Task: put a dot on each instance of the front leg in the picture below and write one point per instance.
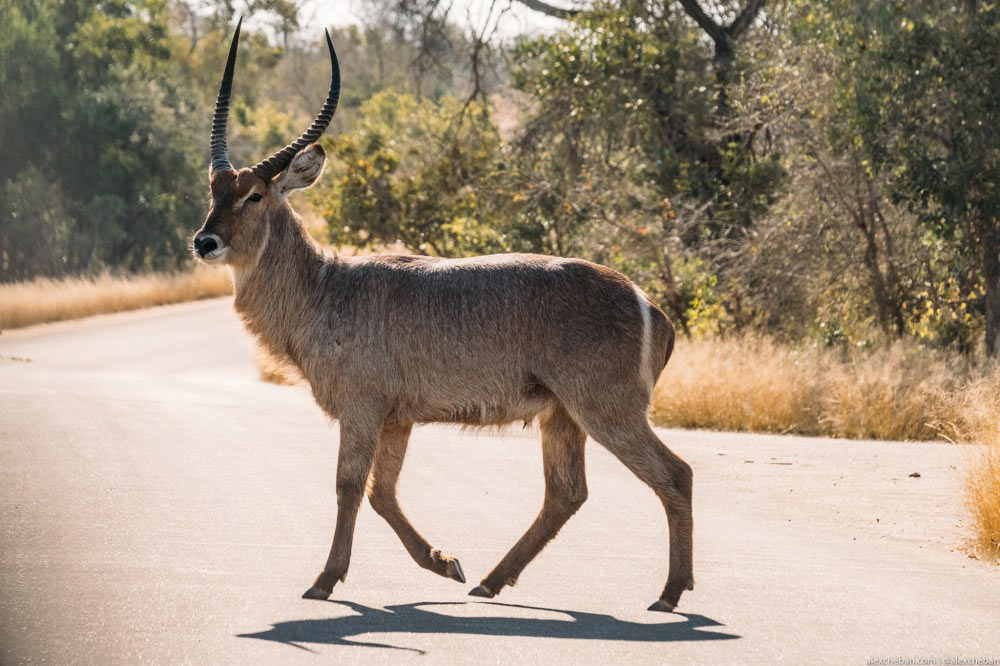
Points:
(358, 440)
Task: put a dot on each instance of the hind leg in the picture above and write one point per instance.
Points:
(633, 442)
(382, 495)
(565, 491)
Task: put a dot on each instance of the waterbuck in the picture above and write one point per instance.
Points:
(386, 342)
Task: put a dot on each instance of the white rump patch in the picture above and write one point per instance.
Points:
(645, 364)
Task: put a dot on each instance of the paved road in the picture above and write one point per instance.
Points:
(159, 503)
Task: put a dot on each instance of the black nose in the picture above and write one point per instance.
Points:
(204, 245)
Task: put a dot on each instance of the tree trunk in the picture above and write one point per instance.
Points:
(991, 274)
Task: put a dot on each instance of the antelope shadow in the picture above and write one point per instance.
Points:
(416, 619)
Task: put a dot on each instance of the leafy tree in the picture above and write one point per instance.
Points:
(920, 85)
(100, 165)
(412, 172)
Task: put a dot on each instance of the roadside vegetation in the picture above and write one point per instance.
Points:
(44, 300)
(808, 188)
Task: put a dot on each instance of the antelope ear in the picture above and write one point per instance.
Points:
(302, 171)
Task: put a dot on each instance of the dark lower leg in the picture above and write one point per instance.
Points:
(565, 491)
(382, 495)
(357, 449)
(638, 447)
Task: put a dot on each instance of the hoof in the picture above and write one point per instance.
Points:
(661, 606)
(481, 591)
(316, 593)
(455, 571)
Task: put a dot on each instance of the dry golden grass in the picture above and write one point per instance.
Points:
(43, 300)
(904, 392)
(983, 502)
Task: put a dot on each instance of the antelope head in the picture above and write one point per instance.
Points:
(244, 201)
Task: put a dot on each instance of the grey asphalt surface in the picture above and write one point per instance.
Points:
(158, 503)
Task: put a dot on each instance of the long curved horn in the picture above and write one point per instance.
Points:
(220, 155)
(275, 164)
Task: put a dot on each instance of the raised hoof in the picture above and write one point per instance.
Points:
(455, 571)
(661, 606)
(480, 591)
(316, 593)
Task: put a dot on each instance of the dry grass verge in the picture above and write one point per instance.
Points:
(983, 502)
(901, 393)
(43, 300)
(905, 392)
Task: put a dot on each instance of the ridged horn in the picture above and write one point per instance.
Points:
(220, 121)
(275, 164)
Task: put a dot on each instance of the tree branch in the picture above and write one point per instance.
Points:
(714, 30)
(745, 19)
(549, 10)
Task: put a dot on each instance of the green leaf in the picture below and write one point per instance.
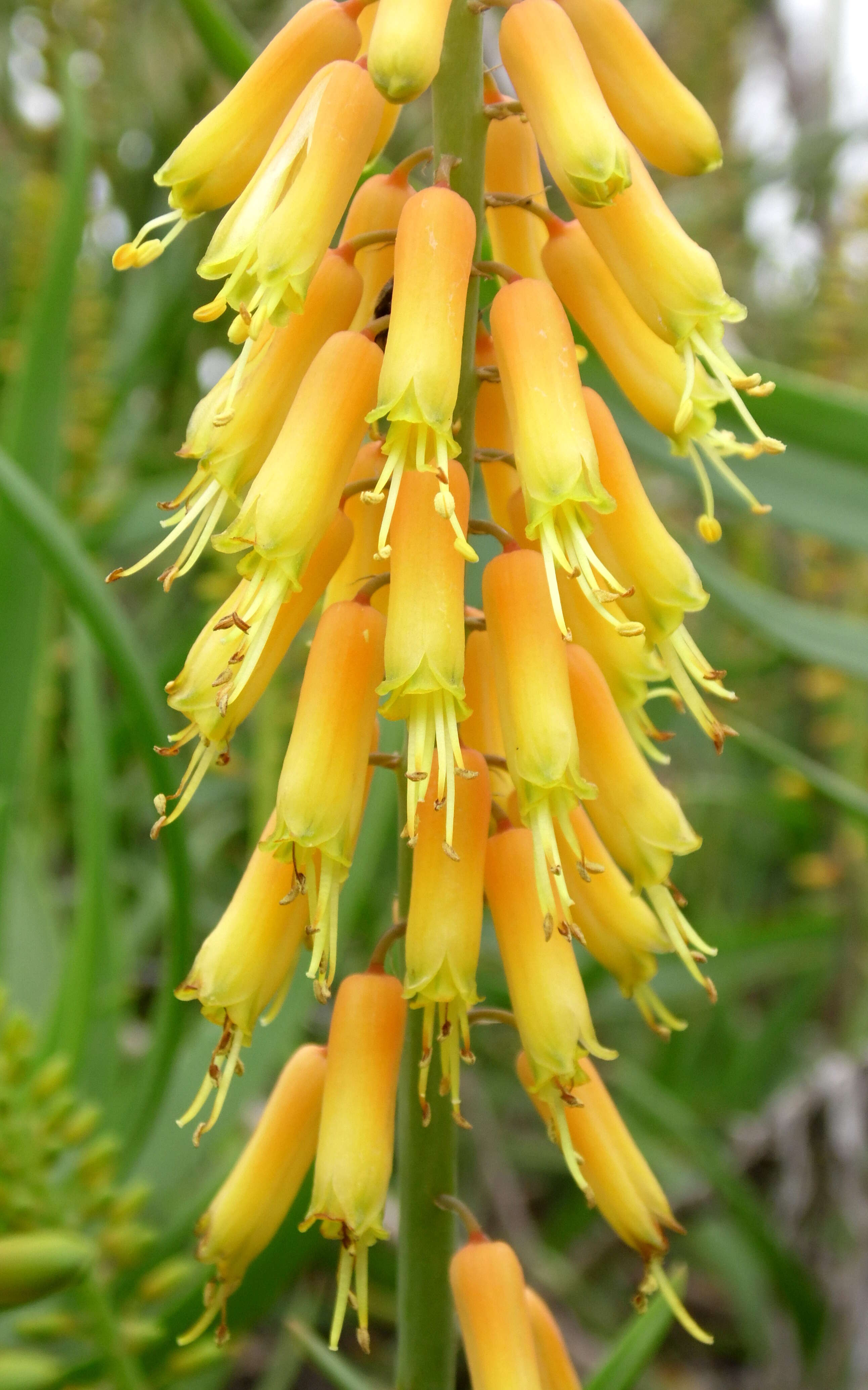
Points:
(225, 39)
(806, 631)
(821, 779)
(639, 1342)
(674, 1121)
(85, 591)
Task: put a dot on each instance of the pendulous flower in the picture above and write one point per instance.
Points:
(324, 780)
(584, 149)
(264, 1183)
(357, 1131)
(443, 928)
(419, 385)
(426, 639)
(244, 967)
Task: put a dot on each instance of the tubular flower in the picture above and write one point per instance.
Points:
(582, 147)
(298, 490)
(245, 965)
(639, 822)
(443, 929)
(326, 772)
(235, 427)
(653, 109)
(357, 1131)
(377, 208)
(676, 285)
(556, 1370)
(555, 448)
(264, 1183)
(419, 385)
(482, 726)
(628, 1194)
(637, 544)
(274, 237)
(489, 1291)
(617, 926)
(544, 979)
(492, 432)
(536, 718)
(512, 166)
(405, 49)
(360, 564)
(220, 156)
(426, 640)
(199, 690)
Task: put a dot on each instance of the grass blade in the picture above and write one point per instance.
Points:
(85, 591)
(639, 1342)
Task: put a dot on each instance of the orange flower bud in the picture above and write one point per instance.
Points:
(419, 385)
(512, 166)
(492, 432)
(235, 427)
(482, 726)
(489, 1292)
(357, 1131)
(556, 1370)
(199, 690)
(244, 965)
(542, 975)
(405, 49)
(426, 639)
(535, 712)
(264, 1183)
(324, 778)
(555, 448)
(291, 504)
(582, 147)
(644, 555)
(275, 236)
(220, 156)
(445, 925)
(360, 564)
(655, 110)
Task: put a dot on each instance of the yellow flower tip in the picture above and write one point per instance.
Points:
(709, 529)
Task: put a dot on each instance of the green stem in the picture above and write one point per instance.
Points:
(428, 1157)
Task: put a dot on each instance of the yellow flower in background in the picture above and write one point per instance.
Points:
(544, 979)
(535, 709)
(219, 158)
(357, 1131)
(244, 967)
(235, 427)
(445, 925)
(405, 48)
(556, 1370)
(552, 440)
(419, 385)
(274, 237)
(489, 1292)
(298, 490)
(324, 780)
(655, 110)
(582, 147)
(426, 639)
(199, 690)
(512, 166)
(492, 432)
(264, 1183)
(360, 562)
(625, 1190)
(644, 555)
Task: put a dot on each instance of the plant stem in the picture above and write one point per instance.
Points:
(428, 1157)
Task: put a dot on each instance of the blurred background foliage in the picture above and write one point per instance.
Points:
(755, 1118)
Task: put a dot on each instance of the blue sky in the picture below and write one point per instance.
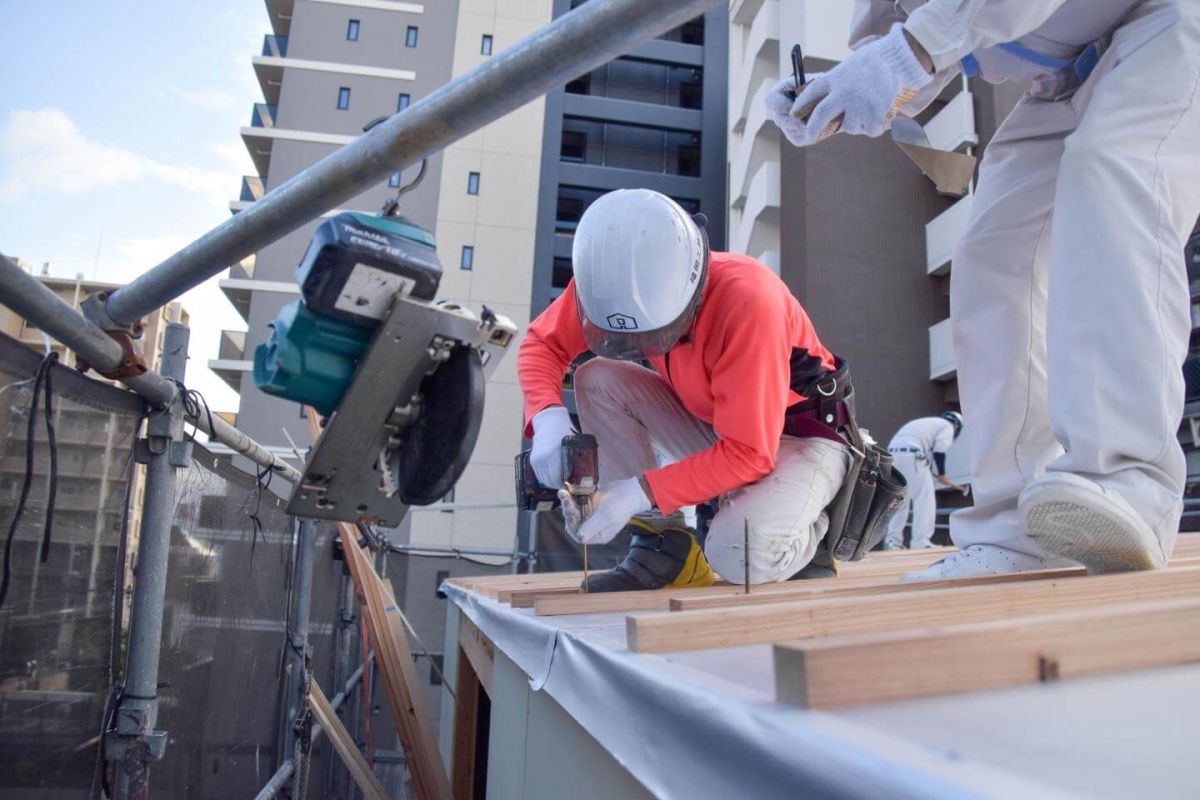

★ ★ ★ ★ ★

Stated exercise: Convert the material into a numbered list, starting at the line that contains "Task: put a dot on each instance of the grass" and running through the end of the material, with blank lines left out. Leave the pictures out of the answer.

Task response:
1. Task: put a dot on each instance of the grass blade in the picture above and write one point per instance.
2. Points:
3. (85, 591)
4. (639, 1342)
5. Task: put a dot on each instance of the orange flower bud in the picture above and write one point per instance.
6. Points:
7. (419, 385)
8. (512, 166)
9. (492, 432)
10. (235, 427)
11. (482, 726)
12. (489, 1292)
13. (357, 1131)
14. (556, 1370)
15. (199, 690)
16. (244, 965)
17. (542, 975)
18. (405, 49)
19. (426, 639)
20. (535, 712)
21. (264, 1183)
22. (324, 778)
23. (555, 448)
24. (291, 504)
25. (582, 147)
26. (644, 555)
27. (275, 236)
28. (220, 156)
29. (445, 925)
30. (360, 564)
31. (655, 110)
32. Task: put a dot on each instance of the yellow flower tip in the picture above and write one point per instance.
33. Points:
34. (709, 529)
35. Task: put a dot on each instance of the green stem in the picture above and write one point per instance.
36. Points:
37. (428, 1157)
38. Task: put a dot on each instance of the yellow flower in background in the picture above and write one point per instance.
39. Points:
40. (544, 979)
41. (535, 709)
42. (219, 158)
43. (357, 1131)
44. (244, 967)
45. (235, 427)
46. (445, 925)
47. (405, 48)
48. (556, 1370)
49. (552, 440)
50. (419, 385)
51. (274, 237)
52. (489, 1292)
53. (298, 490)
54. (324, 780)
55. (655, 110)
56. (582, 147)
57. (426, 639)
58. (199, 690)
59. (512, 166)
60. (492, 432)
61. (264, 1183)
62. (360, 562)
63. (625, 1190)
64. (644, 555)
65. Task: put a dot on each instance of the plant stem in the picture above and write one point per instance.
66. Points:
67. (428, 1157)
68. Task: put a dot on each instance of the blurred background foliage in the picture above and write one point per instance.
69. Points:
70. (755, 1118)
71. Task: put a dot on each instance of the blue sky in the picture below and write one point per instance.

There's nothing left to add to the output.